§ **Your tasks**:
A) Translate this sentence from the changelog below into Spanish: "Hybrid systems now keep both dedicated and integrated GPU models visible."
B) Continue the software changelog below, starting right after its last line.

§ **Provided text**:
##############################

Changelog

v3.5.6 — Integrated GPU Inventory & Hybrid Visibility (2026-03-13)

Added first-class integrated GPU inventory handling:
- Unified hardware summaries now preserve integrated and dedicated GPU topology separately.
- Summary metadata now exposes integrated/dedicated GPU counts and model lists.
Improved hybrid and integrated-only system reporting:
- Hybrid systems now keep both dedicated and integrated GPU models visible.
- Integrated-only systems continue to surface GPU inventory even when the runtime backend remains CPU.
Improved downstream model selection heuristics:
- Recommendation, tiering, and token-speed estimation now prefer canonical integrated-GPU signals over scattered regex-only checks.
Improved CLI/system output:
- Hardware displays now show dedicated vs integrated GPU inventory explicitly.
- CPU-backend systems with integrated GPU assist paths are labeled more clearly.
Added regression coverage:
- Hybrid dedicated + integrated inventory preservation tests.
- Integrated-only CPU-backend inventory preservation tests.

v3.5.5 — Termux Support (2026-03-07)

Added Termux / Android package support:
- npm package metadata now accepts the android platform so global installs work in Termux.
Improved Linux-compatible runtime handling for Termux:
- Normalized Android platform detection to Linux-style hardware analysis where appropriate.

##############################

§ **Data excerpts**:
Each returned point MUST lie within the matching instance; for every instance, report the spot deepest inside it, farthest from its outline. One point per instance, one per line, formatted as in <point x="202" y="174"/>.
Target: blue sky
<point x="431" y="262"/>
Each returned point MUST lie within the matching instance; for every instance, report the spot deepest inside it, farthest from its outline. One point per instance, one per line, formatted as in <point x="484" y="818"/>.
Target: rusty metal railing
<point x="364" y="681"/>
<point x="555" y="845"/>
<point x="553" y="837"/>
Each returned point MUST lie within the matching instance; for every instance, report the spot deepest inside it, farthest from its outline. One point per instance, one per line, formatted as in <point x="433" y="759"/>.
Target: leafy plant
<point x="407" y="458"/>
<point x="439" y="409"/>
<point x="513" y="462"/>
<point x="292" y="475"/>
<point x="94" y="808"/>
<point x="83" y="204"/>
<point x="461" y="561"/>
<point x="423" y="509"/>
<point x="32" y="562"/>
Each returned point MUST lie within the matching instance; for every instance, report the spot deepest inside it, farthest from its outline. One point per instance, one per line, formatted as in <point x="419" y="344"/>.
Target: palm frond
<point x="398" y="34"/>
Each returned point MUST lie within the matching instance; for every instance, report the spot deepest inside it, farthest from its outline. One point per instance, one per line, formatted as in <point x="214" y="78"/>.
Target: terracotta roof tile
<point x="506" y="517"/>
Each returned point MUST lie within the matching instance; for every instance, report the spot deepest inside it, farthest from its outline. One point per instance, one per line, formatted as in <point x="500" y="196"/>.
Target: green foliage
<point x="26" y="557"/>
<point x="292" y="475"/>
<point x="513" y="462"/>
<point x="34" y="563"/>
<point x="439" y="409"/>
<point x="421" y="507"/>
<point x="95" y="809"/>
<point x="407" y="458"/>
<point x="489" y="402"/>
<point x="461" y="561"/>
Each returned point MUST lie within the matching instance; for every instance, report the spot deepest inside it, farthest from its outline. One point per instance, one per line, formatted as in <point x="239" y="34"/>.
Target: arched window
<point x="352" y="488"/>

##############################

§ **Answers by task**:
A) Los sistemas híbridos ahora mantienen visibles tanto los modelos de GPU dedicados como los integrados.

B)
- Added Termux-specific Ollama install hints (pkg install ollama, ollama serve).
Added regression coverage:
- Android platform normalization and Termux runtime install command tests.

v3.5.4 — GPU Detection + AMD VRAM Fix + Fine-Tuning Support (2026-03-05)

Fixed Linux hybrid GPU detection fallback:
- Added lspci-based discovery when primary hardware libraries miss discrete GPUs.
- Improved fallback enrichment so dedicated GPUs are surfaced even when the primary backend resolves to CPU.
Fixed AMD ROCm VRAM normalization:
- Corrected rocm-smi unit parsing (B, KiB, MiB, GiB) to prevent overreported memory values.
Added fine-tuning suitability output in model selection workflows:
- check, recommend, and ai-check now include a Fine-tuning indicator.
- Labels include Full+LoRA+QLoRA, LoRA+QLoRA, QLoRA, and no-support states.
Added regression coverage:
- ROCm VRAM parsing tests.
- Fine-tuning support classification tests.
- Linux hybrid GPU parsing and detector enrichment regression tests.

v3.5.0 — Interactive CLI Panel + Unified Visual Style (2026-02-18)

Added interactive panel mode when running llm-checker with no arguments on TTY terminals:
- Startup animated banner.
- Main command list with descriptions.
- / opens full command list.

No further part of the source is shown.